» **WRITTEN INSTRUCTION**:
Quote word for word the lines from the one containing "white stupa, find" through the one containing "Study the picture above. For each instance of the barren", including both of those lines.

» **EXTRACTED INFORMATION**:

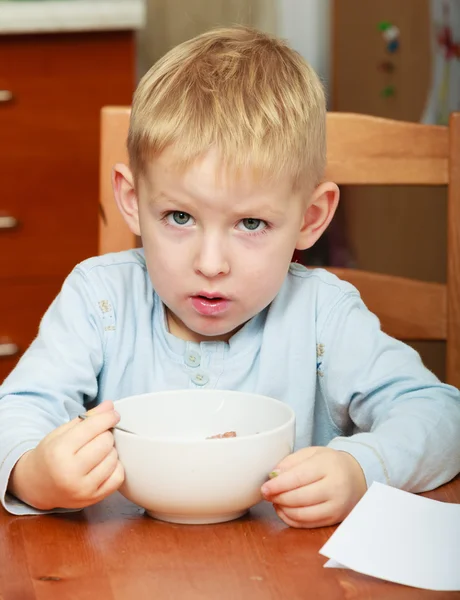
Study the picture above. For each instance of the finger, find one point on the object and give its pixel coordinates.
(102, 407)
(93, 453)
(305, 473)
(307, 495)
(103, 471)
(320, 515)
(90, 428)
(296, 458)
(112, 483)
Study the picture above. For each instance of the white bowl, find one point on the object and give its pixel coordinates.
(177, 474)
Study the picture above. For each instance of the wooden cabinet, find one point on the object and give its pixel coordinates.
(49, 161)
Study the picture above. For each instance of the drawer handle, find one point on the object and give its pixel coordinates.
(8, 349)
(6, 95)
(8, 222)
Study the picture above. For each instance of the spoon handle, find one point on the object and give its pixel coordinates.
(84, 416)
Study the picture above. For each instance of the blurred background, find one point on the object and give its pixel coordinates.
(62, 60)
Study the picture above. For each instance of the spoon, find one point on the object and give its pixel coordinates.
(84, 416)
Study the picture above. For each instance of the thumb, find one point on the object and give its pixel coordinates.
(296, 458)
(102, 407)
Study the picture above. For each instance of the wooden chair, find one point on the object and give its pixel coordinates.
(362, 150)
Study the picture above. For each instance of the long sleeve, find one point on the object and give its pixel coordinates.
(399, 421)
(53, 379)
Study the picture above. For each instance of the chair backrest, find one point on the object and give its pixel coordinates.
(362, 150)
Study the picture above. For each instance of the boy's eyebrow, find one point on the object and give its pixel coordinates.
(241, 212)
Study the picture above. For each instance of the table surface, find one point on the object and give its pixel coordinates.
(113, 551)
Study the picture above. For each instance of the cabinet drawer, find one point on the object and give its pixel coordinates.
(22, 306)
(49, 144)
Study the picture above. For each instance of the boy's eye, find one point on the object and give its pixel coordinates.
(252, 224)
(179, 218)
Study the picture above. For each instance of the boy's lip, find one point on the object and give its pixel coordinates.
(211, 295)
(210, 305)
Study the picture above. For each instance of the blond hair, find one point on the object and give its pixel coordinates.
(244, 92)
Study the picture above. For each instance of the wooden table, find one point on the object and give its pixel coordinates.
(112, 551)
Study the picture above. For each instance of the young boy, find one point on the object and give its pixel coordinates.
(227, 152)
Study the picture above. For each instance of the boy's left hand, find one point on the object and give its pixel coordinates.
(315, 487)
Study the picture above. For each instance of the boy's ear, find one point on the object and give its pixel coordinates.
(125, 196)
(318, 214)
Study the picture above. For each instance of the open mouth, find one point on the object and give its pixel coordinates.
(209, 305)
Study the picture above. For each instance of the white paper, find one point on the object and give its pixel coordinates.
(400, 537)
* * *
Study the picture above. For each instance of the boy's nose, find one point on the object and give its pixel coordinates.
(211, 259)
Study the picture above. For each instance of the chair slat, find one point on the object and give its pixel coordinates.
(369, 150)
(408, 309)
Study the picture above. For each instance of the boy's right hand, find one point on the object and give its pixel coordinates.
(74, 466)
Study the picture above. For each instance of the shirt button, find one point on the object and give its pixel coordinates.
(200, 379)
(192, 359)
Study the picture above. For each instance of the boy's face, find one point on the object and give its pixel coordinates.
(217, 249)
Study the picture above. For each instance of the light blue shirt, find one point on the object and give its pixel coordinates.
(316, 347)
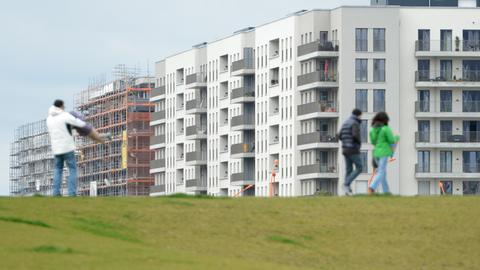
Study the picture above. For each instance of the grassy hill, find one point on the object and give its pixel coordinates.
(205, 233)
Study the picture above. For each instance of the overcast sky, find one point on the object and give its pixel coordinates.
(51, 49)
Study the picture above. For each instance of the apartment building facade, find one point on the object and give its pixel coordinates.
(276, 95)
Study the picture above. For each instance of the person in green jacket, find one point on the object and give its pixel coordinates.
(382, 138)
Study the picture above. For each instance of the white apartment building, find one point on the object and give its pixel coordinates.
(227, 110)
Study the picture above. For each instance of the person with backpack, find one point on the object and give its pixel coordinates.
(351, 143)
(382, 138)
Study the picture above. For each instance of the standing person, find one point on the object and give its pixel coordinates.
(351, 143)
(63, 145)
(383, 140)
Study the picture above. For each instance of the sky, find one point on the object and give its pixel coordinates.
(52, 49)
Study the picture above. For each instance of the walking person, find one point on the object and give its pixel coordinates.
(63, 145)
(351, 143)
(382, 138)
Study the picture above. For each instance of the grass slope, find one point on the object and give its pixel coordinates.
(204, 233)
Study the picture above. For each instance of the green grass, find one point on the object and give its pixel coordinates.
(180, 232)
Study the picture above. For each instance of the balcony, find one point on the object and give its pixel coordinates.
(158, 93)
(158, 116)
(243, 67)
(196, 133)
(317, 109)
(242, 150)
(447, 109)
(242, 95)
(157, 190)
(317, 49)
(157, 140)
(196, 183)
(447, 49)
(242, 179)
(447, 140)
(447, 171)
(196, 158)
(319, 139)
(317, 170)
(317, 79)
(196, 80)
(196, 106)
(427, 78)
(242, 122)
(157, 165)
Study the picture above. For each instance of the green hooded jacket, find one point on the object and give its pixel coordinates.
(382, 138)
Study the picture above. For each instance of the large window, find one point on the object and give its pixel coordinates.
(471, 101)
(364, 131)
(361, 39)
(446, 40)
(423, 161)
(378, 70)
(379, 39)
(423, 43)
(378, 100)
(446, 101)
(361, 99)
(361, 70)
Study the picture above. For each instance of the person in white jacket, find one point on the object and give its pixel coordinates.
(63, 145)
* * *
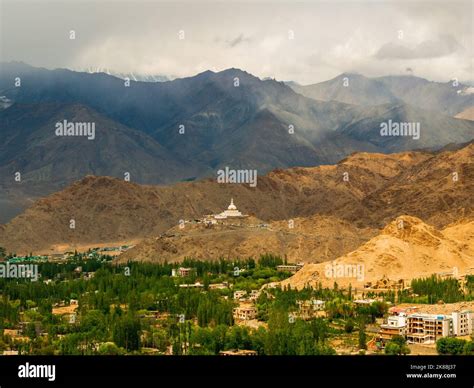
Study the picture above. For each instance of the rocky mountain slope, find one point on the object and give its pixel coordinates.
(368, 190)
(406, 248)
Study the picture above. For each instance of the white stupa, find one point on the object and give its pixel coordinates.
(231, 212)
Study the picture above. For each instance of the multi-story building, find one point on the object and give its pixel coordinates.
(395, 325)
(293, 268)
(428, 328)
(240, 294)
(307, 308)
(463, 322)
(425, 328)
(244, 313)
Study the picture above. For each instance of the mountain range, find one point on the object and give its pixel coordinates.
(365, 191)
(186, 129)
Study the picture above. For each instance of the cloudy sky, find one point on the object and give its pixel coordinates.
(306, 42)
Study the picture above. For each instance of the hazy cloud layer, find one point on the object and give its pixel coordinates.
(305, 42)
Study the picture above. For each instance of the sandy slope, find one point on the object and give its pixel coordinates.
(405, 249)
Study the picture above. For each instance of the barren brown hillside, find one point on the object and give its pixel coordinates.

» **ANSWER FOR THIS EXERCISE**:
Study the picture above. For each instance of the white stupa, find one point on the object and give its pixel coordinates.
(231, 212)
Study the picture above. For each instance of the multi-story building, find one point on the object and give its pixel coordinates.
(395, 325)
(293, 268)
(428, 328)
(240, 294)
(307, 308)
(463, 322)
(425, 328)
(244, 313)
Study the picture above. For each instance of the mountain range, find one point on the object and give its pixel coordinates.
(365, 191)
(186, 129)
Study the picture above. For each instance of the cloudy sky, find one point on the object and give its pixel coordinates.
(306, 42)
Study the picture above. For each instance of the hazy cloud layer, find one point on the object and give its pixel coordinates.
(305, 42)
Study the picture above. For each instance of the sandy slope, find one point on the object and give its pixel coordinates.
(405, 249)
Study the picture above. For each instance of the barren brown hillside, find one point on the object and give its pixel coordinates.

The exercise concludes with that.